*Working data:*
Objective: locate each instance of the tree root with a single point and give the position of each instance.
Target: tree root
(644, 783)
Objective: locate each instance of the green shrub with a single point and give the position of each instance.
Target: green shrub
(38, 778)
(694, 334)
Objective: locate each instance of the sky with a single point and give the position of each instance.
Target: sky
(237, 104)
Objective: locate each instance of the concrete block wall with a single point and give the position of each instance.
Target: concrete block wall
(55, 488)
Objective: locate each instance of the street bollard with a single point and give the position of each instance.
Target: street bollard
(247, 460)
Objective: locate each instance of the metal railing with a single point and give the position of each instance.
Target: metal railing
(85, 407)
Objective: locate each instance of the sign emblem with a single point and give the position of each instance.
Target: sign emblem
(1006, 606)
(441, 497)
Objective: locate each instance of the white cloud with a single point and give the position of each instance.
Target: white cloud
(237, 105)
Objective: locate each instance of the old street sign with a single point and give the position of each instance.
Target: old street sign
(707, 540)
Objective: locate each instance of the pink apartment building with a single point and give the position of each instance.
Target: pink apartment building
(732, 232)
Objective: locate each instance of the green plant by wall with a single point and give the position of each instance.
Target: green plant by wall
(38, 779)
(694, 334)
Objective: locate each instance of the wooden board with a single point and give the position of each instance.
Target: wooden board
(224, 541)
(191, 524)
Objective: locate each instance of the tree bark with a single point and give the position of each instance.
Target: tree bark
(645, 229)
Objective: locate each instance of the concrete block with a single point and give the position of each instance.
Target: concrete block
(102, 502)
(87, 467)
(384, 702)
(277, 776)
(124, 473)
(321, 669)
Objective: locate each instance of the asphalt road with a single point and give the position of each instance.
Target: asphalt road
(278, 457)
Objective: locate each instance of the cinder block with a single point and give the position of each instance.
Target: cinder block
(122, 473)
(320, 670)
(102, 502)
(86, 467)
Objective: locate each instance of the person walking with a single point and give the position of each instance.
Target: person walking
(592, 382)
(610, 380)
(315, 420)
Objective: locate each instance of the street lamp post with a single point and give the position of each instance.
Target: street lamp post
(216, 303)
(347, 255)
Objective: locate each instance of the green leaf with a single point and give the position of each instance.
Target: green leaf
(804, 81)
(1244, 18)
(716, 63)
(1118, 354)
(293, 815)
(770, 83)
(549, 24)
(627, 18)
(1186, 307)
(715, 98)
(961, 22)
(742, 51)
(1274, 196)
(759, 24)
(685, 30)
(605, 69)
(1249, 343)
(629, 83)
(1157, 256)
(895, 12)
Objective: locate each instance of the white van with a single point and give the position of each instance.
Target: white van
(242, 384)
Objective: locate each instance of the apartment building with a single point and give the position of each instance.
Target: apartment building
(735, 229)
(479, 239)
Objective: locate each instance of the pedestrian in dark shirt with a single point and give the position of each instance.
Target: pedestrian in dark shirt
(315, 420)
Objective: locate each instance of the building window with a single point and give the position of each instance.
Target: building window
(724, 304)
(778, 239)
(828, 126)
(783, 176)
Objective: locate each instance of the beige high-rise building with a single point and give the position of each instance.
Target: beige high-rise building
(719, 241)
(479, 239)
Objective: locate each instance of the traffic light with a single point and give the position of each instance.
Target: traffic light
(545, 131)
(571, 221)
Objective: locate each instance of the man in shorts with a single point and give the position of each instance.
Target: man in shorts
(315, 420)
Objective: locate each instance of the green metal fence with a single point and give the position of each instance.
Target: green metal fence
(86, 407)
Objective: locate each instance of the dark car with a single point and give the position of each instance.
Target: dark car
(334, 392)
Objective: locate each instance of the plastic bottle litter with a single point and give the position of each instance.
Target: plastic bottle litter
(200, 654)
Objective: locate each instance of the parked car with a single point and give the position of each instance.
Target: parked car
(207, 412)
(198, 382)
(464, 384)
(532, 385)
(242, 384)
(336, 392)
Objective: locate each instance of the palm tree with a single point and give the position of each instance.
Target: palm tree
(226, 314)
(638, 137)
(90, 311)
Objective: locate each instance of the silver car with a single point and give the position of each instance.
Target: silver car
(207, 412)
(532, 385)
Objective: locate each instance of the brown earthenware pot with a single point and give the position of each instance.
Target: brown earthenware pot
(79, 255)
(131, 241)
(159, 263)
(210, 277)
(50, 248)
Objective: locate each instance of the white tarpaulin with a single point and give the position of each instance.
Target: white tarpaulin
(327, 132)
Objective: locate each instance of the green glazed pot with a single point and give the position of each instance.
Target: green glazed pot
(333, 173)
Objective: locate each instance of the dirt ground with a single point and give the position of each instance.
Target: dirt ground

*Set exercise:* Substitute "Label" for "Target" everywhere in the listing above, and give the whole listing again with nothing else changed.

*Response for this exercise:*
Objective: locate each instance of the tree root with a single point and give the position of each instance.
Label: tree root
(644, 783)
Objective: locate each instance of the green shrub with a single point and give the position of each instance.
Label: green shrub
(38, 778)
(694, 334)
Objective: locate each instance of the sky with a single point and give the position of each instance.
Label: sky
(237, 104)
Objective: locate each instance of the concrete block wall with a single point and give the position of each instance.
Label: concrete block wall
(55, 488)
Objective: locate each instance of the street bollard with a single point and give the position of each instance.
Label: street bollard
(247, 460)
Objective: locate each instance of the metal railing with a single point and give the position of each instance.
Label: metal railing
(85, 407)
Objective: locate each instance of the sign emblem with a single point and give the position of each instance.
Label: sign emblem
(1006, 606)
(441, 497)
Objective: locate each instance of the white cloud with a single point and give the position of each instance.
Label: white cloud
(237, 105)
Objective: locate each instance of the old street sign with a single point and give the position of each instance.
Label: old street sign
(707, 540)
Objective: locate each instance of the pink apartment building with a single point and give the position of each instance.
Label: pink apartment building
(732, 232)
Objective: locate each instance of the green plant by wall with a single point and give the position of each instance.
Label: green plant by wall
(38, 779)
(694, 334)
Objective: locate each instance of the wooden board with a single point and give the position of each instance.
Label: wooden board
(224, 541)
(191, 524)
Objective: locate each instance of the tree bark with a single point and give the position of each instance.
Label: tree bark
(645, 229)
Objective: locate each instance of the concrete block with a single point and give the position of each instance.
Label: concrete block
(102, 502)
(87, 467)
(384, 702)
(277, 776)
(124, 473)
(321, 669)
Objective: locate each instance of the asphalt road with a single point and give the position of each instance.
Label: asphalt road
(278, 457)
Objective: locate each instance of the cinder block with a single point and give the position of each instance.
Label: cinder block
(122, 473)
(320, 670)
(102, 502)
(86, 467)
Objective: locate each instance of the person walking with a single point and give the position of each instance.
Label: person walking
(592, 382)
(610, 380)
(315, 420)
Objective: locate each instance of the street lamp post with a single point and give the position of each instance.
Label: street lamp post
(216, 303)
(347, 255)
Objective: locate each instance of the green leaf with a single point and give the position of each instance.
Label: green leaf
(804, 81)
(1244, 18)
(716, 63)
(1118, 354)
(293, 815)
(770, 83)
(549, 24)
(627, 18)
(1186, 307)
(715, 98)
(961, 22)
(742, 51)
(1274, 196)
(759, 24)
(685, 30)
(605, 69)
(1249, 343)
(629, 83)
(1157, 256)
(895, 12)
Objective: locate each instance of the white van with a single point and give the position of each instance.
Label: white van
(242, 384)
Objective: locate each instance of the apartment building with a single point and give the position of each instance.
Label: apartment building
(735, 229)
(479, 239)
Objective: locate each instance of the pedestrian in dark shirt with a single point and give the position of each instance.
Label: pedestrian in dark shirt
(315, 420)
Objective: locate each instance of the building window with a single point and give the position of each instance.
Label: building window
(724, 304)
(778, 239)
(828, 126)
(783, 176)
Objective: locate each instance of the beige high-rise building with a single point and give the position of each instance.
Label: beige high-rise building
(719, 241)
(479, 239)
Objective: locate each instance of the traffic light with a single point and give the position of each instance.
Label: traffic light
(545, 131)
(571, 221)
Objective: locate each instance of the man in shorts with a single point and give the position of each instance.
Label: man in shorts
(315, 420)
Objective: locate each instance of the green metal fence with a single point and give the position of each instance.
Label: green metal fence
(86, 407)
Objective: locate each instance of the dark car with a single point and give the position of each instance.
Label: dark car
(334, 392)
Objective: locate each instance of the plastic bottle litter with a single point and give the position of each instance.
Label: plastic bottle litter
(200, 654)
Objective: locate each instance of the parked car with a single point and give the position of each instance.
Label: parked car
(207, 412)
(198, 382)
(464, 384)
(532, 385)
(242, 384)
(336, 392)
Objective: locate each instance of the palm tree with a single point and give the position of each instance.
Label: palm tree
(226, 314)
(638, 137)
(90, 311)
Objective: locate each instance of the silver car with a single point and give the position of each instance.
Label: silver car
(207, 412)
(532, 385)
Objective: locate each instance of the brown earthenware pot with a single point and give the position of each instance.
Label: brown earthenware pot
(79, 255)
(131, 241)
(159, 263)
(210, 277)
(50, 248)
Objective: locate each instance of the white tarpaulin with a single point and give the position of each instance.
Label: white tarpaulin
(327, 132)
Objective: locate each instance of the green glazed pot with a single point and give the position of each instance.
Label: green glazed pot
(333, 173)
Objective: locate each instance of the dirt ground with a single point and give the position of each instance.
Label: dirt ground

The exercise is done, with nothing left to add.